INPUT DATA »
--- Begin ---
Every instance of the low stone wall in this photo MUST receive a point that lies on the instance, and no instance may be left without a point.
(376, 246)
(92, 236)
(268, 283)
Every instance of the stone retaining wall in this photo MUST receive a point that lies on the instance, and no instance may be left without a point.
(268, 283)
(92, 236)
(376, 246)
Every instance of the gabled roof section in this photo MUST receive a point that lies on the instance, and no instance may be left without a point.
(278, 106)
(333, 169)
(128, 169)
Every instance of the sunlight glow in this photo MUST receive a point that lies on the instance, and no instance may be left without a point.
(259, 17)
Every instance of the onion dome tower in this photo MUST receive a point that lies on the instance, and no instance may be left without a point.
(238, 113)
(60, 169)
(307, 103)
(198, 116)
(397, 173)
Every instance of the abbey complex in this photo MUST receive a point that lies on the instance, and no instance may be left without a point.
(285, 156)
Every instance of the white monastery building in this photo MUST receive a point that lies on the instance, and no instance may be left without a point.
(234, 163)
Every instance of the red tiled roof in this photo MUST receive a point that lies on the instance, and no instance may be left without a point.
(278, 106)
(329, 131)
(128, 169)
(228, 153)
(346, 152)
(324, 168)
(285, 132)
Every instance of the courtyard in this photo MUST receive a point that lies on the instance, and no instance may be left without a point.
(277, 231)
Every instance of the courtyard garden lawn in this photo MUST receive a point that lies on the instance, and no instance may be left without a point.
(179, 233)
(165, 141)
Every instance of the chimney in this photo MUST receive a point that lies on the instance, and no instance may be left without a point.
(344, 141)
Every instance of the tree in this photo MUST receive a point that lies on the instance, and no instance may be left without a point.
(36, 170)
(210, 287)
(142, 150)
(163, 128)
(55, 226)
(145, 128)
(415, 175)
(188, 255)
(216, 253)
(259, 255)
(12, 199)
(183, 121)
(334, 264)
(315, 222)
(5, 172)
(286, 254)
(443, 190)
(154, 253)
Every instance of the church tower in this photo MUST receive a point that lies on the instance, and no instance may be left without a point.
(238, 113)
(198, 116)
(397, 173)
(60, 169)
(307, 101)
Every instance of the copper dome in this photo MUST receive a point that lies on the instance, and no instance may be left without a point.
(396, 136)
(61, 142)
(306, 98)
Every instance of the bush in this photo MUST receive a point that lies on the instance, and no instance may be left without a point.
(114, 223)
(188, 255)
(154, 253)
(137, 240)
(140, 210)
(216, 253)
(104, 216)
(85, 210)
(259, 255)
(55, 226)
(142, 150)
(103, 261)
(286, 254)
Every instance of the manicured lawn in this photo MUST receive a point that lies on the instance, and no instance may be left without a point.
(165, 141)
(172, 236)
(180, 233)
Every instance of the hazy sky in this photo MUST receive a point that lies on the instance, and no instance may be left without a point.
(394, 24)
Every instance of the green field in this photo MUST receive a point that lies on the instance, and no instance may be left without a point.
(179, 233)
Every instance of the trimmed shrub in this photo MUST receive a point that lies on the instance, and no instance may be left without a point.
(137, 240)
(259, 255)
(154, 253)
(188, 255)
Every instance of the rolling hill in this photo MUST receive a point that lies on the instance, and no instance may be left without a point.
--- End ---
DESCRIPTION OF THE TASK »
Take the line that contains "Every instance of the bush" and each line after it down to the last of the records, and retype them exactly; add nothing else.

FINISHED ANSWER »
Every instance of the bush in this photo MUST receive a point that lies on the instance, and no instance may be left without a point.
(114, 223)
(188, 255)
(154, 253)
(137, 240)
(140, 210)
(216, 253)
(104, 216)
(85, 210)
(259, 255)
(55, 226)
(142, 150)
(103, 261)
(286, 254)
Every instance of the manicured lawn in this photo MUST receive a point that lies on the instance, and no instance may be left without a point.
(165, 141)
(172, 236)
(180, 233)
Every instance of the hazy sky in this photo MUST receive a point that lies on the instance, and no instance may be left without a point.
(394, 24)
Every instance of the green field in this photo MUST receive a point that lies on the instance, and no instance may be left without a point.
(179, 233)
Every instance of the trimmed shrub in this photo MUST receive a point that lies on the instance, and no instance may be left without a point.
(137, 240)
(259, 255)
(154, 253)
(188, 255)
Every instance of the rolling hill in this photo MUST receive a point that lies on the instance, and no instance may be left without a point.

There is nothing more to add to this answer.